Pull out every line of the region outline entries below that contains the string "brick", matching case exactly.

[Region outline entries]
________________________________________
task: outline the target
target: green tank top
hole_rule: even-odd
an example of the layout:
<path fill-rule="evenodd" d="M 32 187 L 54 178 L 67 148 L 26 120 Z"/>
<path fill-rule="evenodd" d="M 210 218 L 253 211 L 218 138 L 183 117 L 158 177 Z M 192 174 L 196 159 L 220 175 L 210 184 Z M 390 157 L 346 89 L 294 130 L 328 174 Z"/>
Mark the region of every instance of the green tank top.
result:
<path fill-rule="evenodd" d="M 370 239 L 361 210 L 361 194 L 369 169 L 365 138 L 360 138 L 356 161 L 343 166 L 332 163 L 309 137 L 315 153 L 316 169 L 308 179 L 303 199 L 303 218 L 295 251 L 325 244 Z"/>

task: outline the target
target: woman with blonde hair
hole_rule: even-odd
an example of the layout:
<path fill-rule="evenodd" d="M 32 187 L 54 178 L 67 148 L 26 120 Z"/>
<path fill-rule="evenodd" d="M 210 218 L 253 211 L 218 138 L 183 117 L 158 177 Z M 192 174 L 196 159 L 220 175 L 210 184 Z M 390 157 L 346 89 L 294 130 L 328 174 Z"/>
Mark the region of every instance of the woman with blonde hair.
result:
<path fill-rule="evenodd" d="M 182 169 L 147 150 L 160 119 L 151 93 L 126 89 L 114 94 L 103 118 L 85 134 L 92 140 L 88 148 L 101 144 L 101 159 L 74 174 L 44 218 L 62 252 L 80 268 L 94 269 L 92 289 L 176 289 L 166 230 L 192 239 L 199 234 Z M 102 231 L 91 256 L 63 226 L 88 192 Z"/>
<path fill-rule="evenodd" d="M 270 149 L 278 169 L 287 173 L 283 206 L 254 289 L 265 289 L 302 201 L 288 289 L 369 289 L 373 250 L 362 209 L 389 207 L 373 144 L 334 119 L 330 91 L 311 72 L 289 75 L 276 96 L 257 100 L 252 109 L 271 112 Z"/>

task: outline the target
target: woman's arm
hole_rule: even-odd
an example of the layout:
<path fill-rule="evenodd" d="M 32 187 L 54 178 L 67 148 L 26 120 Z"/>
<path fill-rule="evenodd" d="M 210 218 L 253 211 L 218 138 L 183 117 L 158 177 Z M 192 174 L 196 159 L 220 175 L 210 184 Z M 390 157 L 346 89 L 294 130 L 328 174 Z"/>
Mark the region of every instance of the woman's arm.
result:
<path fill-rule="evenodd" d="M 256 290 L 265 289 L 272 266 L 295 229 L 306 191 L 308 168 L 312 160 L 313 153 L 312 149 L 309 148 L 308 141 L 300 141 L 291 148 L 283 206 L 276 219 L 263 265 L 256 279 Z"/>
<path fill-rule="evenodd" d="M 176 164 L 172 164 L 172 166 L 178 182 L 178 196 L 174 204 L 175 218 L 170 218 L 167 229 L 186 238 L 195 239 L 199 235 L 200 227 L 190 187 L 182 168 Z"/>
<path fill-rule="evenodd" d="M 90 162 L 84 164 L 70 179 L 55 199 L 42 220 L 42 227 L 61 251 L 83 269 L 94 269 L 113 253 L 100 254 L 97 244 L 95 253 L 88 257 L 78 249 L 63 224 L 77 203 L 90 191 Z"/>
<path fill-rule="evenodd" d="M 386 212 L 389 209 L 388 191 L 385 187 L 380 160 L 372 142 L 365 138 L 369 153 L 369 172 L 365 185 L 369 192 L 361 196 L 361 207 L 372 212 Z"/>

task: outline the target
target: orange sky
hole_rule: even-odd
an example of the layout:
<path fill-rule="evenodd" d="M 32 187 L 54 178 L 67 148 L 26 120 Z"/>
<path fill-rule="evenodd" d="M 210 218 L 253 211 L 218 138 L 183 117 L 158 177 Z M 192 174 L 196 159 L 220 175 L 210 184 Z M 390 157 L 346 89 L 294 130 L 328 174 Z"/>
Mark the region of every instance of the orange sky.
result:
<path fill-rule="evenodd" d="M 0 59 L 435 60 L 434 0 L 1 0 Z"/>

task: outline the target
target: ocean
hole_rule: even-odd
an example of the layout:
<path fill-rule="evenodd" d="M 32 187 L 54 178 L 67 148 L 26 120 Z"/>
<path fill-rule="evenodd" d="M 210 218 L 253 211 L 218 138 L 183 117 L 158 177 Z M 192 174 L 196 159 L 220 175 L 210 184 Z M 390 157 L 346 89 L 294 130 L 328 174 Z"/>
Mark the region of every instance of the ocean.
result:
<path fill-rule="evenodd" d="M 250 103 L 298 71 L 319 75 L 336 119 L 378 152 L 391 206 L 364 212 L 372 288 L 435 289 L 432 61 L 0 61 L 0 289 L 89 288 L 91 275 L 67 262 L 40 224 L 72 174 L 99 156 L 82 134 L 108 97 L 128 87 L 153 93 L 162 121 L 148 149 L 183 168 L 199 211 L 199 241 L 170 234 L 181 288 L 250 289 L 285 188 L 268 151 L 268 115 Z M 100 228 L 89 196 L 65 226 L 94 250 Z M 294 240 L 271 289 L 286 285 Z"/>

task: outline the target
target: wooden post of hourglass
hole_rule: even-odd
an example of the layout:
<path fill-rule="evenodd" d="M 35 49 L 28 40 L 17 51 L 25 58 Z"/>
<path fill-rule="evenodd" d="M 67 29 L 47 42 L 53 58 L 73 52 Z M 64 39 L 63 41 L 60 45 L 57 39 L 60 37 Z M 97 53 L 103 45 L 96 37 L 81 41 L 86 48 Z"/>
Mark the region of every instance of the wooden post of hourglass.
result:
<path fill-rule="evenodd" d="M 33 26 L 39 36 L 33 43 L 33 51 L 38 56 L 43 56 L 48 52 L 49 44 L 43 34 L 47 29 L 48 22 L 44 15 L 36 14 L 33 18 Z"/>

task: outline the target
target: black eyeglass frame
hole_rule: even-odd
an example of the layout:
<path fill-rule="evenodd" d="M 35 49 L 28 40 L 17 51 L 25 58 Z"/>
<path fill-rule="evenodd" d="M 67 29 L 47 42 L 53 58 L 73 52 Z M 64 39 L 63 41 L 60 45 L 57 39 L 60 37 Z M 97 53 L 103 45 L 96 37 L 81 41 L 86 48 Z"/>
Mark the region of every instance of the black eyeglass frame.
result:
________________________________________
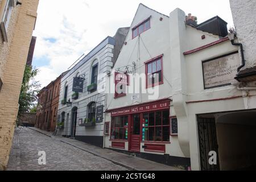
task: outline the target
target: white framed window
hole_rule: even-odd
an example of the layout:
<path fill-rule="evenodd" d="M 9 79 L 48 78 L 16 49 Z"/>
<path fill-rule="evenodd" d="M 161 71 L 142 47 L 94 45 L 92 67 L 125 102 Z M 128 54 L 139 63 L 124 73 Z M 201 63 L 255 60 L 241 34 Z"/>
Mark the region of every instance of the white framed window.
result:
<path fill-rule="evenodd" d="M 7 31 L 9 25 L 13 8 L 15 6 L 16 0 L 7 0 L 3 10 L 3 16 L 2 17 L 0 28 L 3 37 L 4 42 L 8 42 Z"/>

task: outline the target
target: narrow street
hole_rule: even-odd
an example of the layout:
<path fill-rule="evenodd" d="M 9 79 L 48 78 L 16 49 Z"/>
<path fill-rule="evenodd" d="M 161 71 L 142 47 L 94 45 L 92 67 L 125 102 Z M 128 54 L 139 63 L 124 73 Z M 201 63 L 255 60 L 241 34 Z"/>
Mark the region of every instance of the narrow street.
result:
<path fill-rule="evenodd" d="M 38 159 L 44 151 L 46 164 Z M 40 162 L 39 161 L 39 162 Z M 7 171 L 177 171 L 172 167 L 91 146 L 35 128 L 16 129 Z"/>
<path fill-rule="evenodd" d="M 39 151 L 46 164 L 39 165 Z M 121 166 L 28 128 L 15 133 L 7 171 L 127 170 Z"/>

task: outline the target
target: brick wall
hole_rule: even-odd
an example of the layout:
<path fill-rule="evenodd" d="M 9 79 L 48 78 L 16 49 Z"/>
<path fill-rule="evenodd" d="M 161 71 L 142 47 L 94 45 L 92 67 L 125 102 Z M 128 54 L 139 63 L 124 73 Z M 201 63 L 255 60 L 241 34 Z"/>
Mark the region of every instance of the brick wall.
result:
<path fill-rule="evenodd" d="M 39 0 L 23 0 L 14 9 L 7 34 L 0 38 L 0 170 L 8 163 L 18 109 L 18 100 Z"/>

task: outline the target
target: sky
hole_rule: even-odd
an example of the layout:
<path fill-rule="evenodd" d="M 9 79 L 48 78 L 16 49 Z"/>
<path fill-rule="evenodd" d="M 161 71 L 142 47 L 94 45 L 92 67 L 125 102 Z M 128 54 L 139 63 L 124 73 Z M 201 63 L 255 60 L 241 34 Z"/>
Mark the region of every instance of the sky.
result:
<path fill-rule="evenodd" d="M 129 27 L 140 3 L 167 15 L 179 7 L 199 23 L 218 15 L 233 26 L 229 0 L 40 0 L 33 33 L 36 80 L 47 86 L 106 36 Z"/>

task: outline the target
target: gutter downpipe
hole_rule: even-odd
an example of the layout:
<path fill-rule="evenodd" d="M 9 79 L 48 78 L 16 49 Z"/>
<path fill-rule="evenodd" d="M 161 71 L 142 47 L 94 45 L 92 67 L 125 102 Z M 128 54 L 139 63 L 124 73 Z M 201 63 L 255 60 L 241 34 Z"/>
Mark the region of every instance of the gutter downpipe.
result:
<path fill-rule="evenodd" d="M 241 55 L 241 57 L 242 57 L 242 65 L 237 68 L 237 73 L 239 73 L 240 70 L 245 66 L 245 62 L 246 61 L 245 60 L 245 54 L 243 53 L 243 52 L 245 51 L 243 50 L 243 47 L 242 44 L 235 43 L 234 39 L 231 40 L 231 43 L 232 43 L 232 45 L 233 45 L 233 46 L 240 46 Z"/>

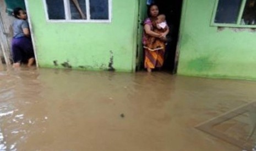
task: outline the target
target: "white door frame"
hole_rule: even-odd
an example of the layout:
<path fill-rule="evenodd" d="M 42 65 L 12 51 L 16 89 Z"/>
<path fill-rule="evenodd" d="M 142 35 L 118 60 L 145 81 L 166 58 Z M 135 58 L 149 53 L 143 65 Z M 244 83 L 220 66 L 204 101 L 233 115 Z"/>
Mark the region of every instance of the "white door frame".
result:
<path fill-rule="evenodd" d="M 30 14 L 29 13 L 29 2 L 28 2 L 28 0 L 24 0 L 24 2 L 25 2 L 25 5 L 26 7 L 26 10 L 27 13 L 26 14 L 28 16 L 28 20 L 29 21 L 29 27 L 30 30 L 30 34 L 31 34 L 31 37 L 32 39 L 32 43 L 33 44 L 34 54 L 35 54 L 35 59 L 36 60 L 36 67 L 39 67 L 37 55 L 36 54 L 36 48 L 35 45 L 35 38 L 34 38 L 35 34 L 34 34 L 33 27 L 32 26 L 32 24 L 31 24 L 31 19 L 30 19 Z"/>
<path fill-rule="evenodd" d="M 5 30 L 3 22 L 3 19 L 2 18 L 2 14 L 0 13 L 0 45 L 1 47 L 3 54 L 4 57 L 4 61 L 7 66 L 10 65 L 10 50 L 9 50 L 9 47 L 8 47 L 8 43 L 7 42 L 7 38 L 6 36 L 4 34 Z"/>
________________________________________
→ Result:
target: brick wall
Mark the region of every instance of the brick wall.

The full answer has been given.